Texte du document ::

------------------------------------------------------------

Malheureusement, ces dernières années, les violences semblent ressurgir. En 2018, l’organisme britannique de lutte pour l’égalité dans le football Kick It Out décomptait une hausse de 58 % des incidents liés au racisme et à l’homophobie.
La France s’aligne
La France s’aligne
Si la France n’est pas particulièrement réputée pour la violence de ses supporters, le pays suit malgré tout le chemin des Anglais depuis une dizaine d’années. En 2006, une loi a notamment été votée pour durcir la répression contre les groupes ultras.
À son niveau, le PSG s’est fait remarquer par son action sans concession visant à en finir avec les comportements violents, racistes et les incivilités dans son stade. En 2010, le club a ainsi supprimé les abonnements dans les tribunes Auteuil et Boulogne réputées violentes. À la place, des dispositifs favorisant l’inclusion de jeunes issus de quartiers sensibles, et la présence de femmes et d’enfants ont été pensés pour favoriser la mixité dans les tribunes. De quoi redonner un caractère familial aux rencontres du Parc des Princes.
Wer glaubt, Rassismus in Deutschland sei kein Problem mehr, dem empfehle ich, sich sämtliche #MeTwo-Tweets durchzulesen. Es ist beeindruckend und schmerzhaft, wie viele Menschen hier ihre Stimme erheben. Erheben wir unsere Stimme mit ihnen: gegen Rassismus, jederzeit, überall.
— Heiko Maas (@HeikoMaas) 27 juillet 2018
Quand les supporters s’en mêlent…
Et puis, il y a les gestes qui marquent… Que faire quand on reçoit une banane sur la pelouse ? Jeter l’éponge et retourner sur le banc de touche ? Régler ses comptes ? Dani Alves a trouvé la parade. La banane, il l’a mangé, créant un buzz planétaire. Poursuivant l’auto-dérision sur Instagram il a commenté:
Mon père m’a toujours dit: mon fils, mange des bananes pour éviter les crampes, hahaha. Comment ont-ils pu deviner ça?

------------------------------------------------------------

Jeu de données ::
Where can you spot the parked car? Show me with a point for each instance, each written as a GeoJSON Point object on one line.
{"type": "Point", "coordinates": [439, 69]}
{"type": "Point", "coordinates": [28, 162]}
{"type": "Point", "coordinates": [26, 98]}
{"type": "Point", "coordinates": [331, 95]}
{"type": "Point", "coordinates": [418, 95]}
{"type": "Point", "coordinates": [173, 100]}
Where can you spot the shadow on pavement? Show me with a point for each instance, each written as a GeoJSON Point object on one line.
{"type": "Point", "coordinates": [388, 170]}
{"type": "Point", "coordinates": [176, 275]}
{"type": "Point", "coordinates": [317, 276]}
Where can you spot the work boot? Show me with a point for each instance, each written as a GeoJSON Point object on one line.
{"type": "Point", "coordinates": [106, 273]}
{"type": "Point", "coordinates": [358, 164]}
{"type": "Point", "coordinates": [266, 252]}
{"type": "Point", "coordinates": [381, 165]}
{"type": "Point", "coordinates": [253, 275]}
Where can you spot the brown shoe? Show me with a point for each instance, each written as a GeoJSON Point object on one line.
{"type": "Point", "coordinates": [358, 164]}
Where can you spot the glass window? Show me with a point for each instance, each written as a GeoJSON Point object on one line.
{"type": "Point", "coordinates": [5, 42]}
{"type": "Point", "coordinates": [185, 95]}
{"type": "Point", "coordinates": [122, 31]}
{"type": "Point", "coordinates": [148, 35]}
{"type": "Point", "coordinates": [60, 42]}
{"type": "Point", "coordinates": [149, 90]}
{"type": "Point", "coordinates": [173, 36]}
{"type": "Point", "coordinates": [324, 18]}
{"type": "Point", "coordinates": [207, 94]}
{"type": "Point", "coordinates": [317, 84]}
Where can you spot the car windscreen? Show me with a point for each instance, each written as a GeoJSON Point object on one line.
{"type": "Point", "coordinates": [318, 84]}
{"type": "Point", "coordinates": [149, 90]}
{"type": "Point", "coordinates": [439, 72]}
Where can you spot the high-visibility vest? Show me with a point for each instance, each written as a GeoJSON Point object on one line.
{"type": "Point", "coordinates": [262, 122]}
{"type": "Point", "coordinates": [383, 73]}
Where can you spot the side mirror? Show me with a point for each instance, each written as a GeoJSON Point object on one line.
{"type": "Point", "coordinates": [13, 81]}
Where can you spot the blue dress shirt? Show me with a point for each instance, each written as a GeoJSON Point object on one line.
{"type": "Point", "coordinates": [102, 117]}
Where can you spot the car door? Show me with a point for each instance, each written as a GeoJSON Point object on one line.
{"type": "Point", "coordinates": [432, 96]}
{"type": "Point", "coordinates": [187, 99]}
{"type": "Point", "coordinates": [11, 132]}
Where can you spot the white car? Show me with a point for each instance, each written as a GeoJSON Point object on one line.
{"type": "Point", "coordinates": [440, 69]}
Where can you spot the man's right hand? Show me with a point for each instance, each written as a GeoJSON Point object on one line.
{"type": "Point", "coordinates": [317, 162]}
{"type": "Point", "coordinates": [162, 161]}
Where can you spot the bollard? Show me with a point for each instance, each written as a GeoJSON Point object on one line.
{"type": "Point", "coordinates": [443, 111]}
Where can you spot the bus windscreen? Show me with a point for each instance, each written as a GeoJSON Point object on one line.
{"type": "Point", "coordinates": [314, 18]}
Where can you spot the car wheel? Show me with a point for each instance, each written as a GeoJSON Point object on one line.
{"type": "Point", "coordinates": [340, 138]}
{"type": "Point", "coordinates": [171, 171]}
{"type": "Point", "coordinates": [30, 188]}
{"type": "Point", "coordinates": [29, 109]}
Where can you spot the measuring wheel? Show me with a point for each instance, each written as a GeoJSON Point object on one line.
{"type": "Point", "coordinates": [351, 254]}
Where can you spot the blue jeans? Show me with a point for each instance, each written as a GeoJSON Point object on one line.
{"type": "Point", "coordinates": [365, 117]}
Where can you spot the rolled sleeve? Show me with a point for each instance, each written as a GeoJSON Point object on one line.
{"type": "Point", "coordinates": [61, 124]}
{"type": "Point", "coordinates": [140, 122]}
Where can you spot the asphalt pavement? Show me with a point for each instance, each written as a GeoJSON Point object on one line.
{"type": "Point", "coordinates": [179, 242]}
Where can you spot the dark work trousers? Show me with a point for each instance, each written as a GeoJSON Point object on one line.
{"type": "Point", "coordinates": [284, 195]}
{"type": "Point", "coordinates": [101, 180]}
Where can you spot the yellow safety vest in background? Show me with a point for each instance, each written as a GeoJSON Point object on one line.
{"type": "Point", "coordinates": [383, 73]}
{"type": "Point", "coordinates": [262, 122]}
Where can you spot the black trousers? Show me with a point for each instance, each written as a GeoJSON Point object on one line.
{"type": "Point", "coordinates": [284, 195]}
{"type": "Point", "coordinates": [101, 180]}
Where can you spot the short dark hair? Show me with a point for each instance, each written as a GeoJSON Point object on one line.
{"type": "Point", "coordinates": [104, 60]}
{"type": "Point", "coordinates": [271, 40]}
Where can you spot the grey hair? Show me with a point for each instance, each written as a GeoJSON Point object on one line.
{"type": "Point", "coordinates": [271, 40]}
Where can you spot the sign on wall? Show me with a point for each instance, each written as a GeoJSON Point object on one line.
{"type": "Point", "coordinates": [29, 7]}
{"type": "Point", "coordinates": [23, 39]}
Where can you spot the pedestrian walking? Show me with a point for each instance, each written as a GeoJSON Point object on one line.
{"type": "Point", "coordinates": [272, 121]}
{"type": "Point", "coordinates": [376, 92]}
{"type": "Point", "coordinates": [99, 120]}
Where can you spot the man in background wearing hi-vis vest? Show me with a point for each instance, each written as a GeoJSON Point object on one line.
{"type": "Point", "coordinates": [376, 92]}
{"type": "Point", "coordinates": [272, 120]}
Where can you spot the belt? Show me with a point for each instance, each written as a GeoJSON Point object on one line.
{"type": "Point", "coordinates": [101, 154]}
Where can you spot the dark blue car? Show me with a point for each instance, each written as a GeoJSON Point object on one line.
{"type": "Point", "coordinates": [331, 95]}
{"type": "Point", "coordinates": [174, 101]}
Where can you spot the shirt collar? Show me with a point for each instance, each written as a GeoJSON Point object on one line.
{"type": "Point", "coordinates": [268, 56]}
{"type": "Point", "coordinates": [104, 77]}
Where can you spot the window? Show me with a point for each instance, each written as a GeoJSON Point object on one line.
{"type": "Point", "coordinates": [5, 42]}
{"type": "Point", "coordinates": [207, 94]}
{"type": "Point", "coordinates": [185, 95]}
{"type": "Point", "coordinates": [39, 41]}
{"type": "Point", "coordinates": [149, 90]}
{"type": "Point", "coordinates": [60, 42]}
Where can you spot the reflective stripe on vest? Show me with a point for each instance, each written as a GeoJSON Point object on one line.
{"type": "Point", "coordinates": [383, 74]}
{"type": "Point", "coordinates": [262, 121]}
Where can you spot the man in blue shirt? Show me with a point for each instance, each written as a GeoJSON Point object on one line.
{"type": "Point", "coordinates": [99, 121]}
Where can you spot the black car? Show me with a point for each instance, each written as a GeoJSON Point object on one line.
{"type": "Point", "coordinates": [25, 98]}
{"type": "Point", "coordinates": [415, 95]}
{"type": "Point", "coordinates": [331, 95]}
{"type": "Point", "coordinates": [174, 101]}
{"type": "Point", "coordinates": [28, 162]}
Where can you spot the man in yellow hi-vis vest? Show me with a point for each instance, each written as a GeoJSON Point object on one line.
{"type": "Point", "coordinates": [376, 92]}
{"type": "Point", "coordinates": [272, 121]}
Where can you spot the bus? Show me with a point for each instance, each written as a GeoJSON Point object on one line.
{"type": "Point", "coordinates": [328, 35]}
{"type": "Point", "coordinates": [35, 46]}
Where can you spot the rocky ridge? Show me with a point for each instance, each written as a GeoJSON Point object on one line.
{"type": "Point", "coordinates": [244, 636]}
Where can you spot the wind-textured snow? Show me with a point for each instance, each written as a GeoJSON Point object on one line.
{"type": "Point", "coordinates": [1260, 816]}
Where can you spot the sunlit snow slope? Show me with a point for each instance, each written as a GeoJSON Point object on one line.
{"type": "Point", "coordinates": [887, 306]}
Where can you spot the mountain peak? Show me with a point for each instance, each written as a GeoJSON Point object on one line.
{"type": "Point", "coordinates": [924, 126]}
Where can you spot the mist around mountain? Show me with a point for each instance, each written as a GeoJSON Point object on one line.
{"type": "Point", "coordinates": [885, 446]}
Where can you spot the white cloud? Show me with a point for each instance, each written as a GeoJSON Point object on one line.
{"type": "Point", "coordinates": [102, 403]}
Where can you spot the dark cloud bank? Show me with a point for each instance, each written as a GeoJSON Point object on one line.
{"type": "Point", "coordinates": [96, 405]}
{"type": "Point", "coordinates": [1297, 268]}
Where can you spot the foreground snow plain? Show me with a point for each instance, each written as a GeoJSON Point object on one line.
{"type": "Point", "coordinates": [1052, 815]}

------------------------------------------------------------

Consignes de travail ::
1. En une à trois phrases, expliquez pourquoi le PSG a conçu, d'après le texte sur les violences dans le football, des dispositifs favorisant l'inclusion de jeunes issus de quartiers sensibles et la présence de femmes et d'enfants.
2. Recopiez, s'il vous plaît, le passage du texte sur les violences dans le football compris entre « Malheureusement, ces dernières » et « et à l’homophobie. », ces deux extrémités incluses.

Résultats des consignes ::
1. Ces dispositifs remplaçaient les abonnements supprimés en 2010 dans les tribunes Auteuil et Boulogne, réputées violentes. Ils devaient favoriser la mixité dans les tribunes et redonner ainsi un caractère familial aux rencontres du Parc des Princes.

2.
Malheureusement, ces dernières années, les violences semblent ressurgir. En 2018, l’organisme britannique de lutte pour l’égalité dans le football Kick It Out décomptait une hausse de 58 % des incidents liés au racisme et à l’homophobie.